EXERCISE MATERIAL:
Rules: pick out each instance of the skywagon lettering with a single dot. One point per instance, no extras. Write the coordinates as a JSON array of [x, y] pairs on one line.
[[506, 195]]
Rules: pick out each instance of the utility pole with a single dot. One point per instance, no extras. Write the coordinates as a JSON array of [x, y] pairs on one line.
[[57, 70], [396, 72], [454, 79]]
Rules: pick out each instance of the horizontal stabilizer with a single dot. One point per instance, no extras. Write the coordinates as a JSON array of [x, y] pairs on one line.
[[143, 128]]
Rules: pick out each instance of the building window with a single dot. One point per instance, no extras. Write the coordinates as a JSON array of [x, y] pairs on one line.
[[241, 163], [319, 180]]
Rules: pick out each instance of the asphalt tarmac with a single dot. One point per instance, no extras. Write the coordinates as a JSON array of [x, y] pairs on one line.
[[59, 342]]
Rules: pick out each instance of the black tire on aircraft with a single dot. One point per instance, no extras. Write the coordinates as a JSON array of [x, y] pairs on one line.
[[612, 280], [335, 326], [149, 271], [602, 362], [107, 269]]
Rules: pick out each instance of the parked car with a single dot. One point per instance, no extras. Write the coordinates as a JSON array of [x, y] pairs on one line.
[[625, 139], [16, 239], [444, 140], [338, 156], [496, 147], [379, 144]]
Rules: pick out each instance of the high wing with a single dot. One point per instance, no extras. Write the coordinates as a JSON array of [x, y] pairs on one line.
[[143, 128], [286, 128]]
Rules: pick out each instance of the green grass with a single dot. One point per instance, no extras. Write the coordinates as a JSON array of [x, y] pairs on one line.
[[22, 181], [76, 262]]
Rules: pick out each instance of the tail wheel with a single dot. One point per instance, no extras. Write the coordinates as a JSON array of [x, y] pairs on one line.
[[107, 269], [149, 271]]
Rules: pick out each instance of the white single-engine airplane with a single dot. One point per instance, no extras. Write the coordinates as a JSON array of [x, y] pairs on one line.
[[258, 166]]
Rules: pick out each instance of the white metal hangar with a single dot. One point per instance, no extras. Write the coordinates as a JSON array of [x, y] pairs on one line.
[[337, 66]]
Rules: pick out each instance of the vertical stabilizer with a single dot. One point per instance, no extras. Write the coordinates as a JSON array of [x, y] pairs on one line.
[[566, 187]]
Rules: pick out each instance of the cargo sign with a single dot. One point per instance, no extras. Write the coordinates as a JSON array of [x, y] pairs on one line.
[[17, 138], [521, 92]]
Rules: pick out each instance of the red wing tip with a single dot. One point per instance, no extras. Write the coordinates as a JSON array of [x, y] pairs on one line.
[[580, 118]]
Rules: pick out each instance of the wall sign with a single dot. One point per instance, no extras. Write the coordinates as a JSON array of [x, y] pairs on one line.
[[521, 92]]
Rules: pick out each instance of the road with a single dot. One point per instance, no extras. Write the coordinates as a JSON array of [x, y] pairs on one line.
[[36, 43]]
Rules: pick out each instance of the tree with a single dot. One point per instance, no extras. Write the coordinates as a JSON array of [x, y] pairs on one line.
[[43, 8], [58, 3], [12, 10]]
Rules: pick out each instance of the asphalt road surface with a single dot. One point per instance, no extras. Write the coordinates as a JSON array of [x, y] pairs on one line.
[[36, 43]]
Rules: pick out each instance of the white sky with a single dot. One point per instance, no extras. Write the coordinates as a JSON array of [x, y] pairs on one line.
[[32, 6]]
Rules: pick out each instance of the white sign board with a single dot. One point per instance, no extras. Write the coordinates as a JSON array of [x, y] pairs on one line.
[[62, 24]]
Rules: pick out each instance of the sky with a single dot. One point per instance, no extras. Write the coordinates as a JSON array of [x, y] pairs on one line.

DIRECTIONS: Copy out the whole listing above, leaving each line exactly as it stands.

TASK SOLUTION:
Rules: pick out each instance of the skywagon lettering with a single dot. One point per instance, no extras. Write the coordinates as a JSON array of [x, y] pairs on one line.
[[506, 195]]
Rules: pick out each instance of the utility pole with a single dot. One point per instance, no extras. Write the coordinates as a JSON array of [x, y] pairs on one line.
[[57, 70], [396, 72], [454, 79]]
Rules: pick out each instance of the horizontal stabilizer with a single dot. One point per instance, no extras. Write the coordinates as a JSON array of [x, y] pairs on one line.
[[143, 128]]
Rules: pick out each instance of the building window with a single dot. One point per instance, no extras. Write the coordinates as a JSON array of [x, y] pairs on one line.
[[241, 163], [319, 180]]
Rules: pick out each instance of the asphalt tarmac with a single dot. One point per instance, no extras. Write the coordinates as a JSON array of [x, y] pairs on one line.
[[59, 342]]
Rules: pick out each instance of the black tire on aircraft with a single dot. One point per instance, no extras. Write the coordinates as a JSON array of [x, y] pairs on one line.
[[612, 280], [335, 326], [149, 271], [602, 362], [107, 269]]
Rules: pick out each instance of the parked car with a single dot. One point per instance, no extras. Write the coordinates as a JSON array of [x, y] pairs on one line.
[[625, 139], [16, 239], [444, 140], [338, 156], [496, 147], [379, 144]]
Rules: pick out each instance of the high wing with a single dot. One point per instance, no extras. Write the coordinates as a JSON array of [x, y] pairs on one line.
[[143, 128], [286, 128]]
Rules: pick out each instance of the green grass with a single dot. One point per instance, no extras. Write the coordinates as a JSON array of [x, y] pairs on one line.
[[22, 181], [76, 262]]
Rules: pick out each instance of the tail wheel with a single dot. One point per instance, no extras. Write the coordinates as a JSON array of [x, y] pairs on one line.
[[107, 269], [149, 271]]
Rules: pick out each instance of the white single-engine airplane with a single dot. One point per instance, no extras. Write the coordinates as a JSON array of [x, y] pairs on one line.
[[258, 166]]
Rules: pick out each instance of the white metal hangar with a single dot. One point per instance, no extras. Write the coordinates as a JSON array of [x, y] pairs on one line.
[[337, 66]]
Rules: pick out each instance of the vertical stabilizer with a single dot. One point per instance, no extras. Write the coordinates as a JSON array of [x, y] pairs on one line.
[[566, 187]]
Rules: pick out each instance of the cargo sign with a single dot. One point per instance, no extras. Write the coordinates as a JSON array of [x, y] pairs on one line.
[[17, 138], [521, 92]]
Rules: pick out each instance of the red wing tip with a single dot. One point per instance, no extras. Write the coordinates as a JSON array of [x, y] pairs on one line.
[[580, 118]]
Rules: pick out each instance of the wall sign with a single dot. One point per instance, no extras. Write the coordinates as a JSON array of [x, y] pairs on one line.
[[521, 92]]
Rules: pick out each instance of the road with a single dot. One point per instance, no extras. Write the coordinates as a JSON array of [x, y] pairs on one line.
[[36, 43]]
Rules: pick out each instance of the tree with a single dot. One point per instance, no extras. Write the coordinates as a JSON array of [x, y] pairs on one line.
[[43, 8], [58, 3], [12, 10]]
Rules: pick out each instance of the asphalt road surface with a single dot. One point per instance, no extras. Write the coordinates as a JSON array of [x, y] pairs on one line.
[[36, 43]]
Rules: pick out each instance of the white sky with a single dot. One point per instance, no extras. Write the coordinates as a JSON array of [x, y] pairs on one line.
[[32, 6]]
Rules: pick out each instance of the white sign board with a single dot. One point per instance, no extras. Write the coordinates as a JSON array of [x, y] pairs on one line.
[[62, 24]]
Rules: pick out each instance of the sky with a single dot. One point per instance, no extras. Write the coordinates as a JSON array of [x, y] pairs on one line.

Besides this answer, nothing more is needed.